Excerpt to read -

###

And it is not insignificant that the artist is often solicited to revive an archive, the history of a city or a social stratum, like a healer of this memory in perdition which we do not know what to do with, despite its vital importance.

The two series presented in Paris are the result of two commissions: Du champs des hommes, territoires, commissioned by the City of Bobigny and Palimpseste, commissioned by the Château Fernay Voltaire. They evoke very different histories, one urban and social, the other intellectual and humanistic, but in both cases the signature is elegantly present.

###

Required task 1 -
Answer these questions about the excerpt on the artist's commissioned series:
(a) What is the artist often solicited to revive?
(b) Which series was commissioned by the City of Bobigny?
(c) Who commissioned Palimpseste?
Required task 2 - Carry the excerpt on the artist's commissioned series forward from its final sentence.

###

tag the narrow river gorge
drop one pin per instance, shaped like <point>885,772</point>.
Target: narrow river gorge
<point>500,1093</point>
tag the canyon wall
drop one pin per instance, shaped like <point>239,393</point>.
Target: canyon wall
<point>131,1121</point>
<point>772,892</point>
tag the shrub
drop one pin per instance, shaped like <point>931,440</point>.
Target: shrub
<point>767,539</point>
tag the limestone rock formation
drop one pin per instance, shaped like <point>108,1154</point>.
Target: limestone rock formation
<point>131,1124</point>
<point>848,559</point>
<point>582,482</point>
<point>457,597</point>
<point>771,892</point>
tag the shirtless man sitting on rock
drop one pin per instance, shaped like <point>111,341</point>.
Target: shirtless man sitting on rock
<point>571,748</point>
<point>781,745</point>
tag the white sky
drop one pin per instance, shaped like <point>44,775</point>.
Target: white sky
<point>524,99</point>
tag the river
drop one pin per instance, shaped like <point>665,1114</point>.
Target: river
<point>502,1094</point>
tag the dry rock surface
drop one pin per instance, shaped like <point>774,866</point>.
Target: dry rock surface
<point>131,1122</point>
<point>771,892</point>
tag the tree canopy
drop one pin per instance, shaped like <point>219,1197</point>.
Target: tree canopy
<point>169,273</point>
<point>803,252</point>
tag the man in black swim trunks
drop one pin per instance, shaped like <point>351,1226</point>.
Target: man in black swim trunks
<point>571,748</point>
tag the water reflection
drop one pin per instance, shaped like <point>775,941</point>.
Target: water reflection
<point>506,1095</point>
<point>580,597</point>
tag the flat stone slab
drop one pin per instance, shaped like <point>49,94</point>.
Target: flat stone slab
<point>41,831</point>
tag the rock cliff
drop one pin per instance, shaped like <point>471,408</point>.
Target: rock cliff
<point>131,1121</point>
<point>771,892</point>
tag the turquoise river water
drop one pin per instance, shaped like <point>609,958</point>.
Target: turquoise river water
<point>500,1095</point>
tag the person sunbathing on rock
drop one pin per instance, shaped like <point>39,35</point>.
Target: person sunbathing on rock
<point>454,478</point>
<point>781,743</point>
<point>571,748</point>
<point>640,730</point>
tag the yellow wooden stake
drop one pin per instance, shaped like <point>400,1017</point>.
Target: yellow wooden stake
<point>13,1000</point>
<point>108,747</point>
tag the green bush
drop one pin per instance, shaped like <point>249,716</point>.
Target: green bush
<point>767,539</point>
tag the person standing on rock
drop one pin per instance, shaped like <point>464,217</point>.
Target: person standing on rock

###

Right answer 1 -
(a) An archive, the history of a city or a social stratum.
(b) Du champs des hommes, territoires.
(c) The Château Fernay Voltaire.

Right answer 2 -
Indeed, beyond this strange and endearing character that this artist has come to embody over the years for those who frequent her, what results is a formally magnificent work that multiplies tenfold the strength, power and beauty of photography. In recent years, the image has gone from a luminous black and white baryta grain to the use of color, but always in an explosion of matter, in the use of flaws, discolorations and wounds of the image as if the defect were more significant than the subject itself. The association of images in diptychs, triptychs, horizontal or stratified polyptychs creates the narrative thread, the mise en scène one might say. We are not far from the idea of pre-cinematographic scenarios that tempt so many photographers, but I believe that the silence of the image, yet so voluble, confers a privileged status to this work among the abundance of contemporary images, investing it with an existential dignity, with an unspeakable aura, so particular to this work.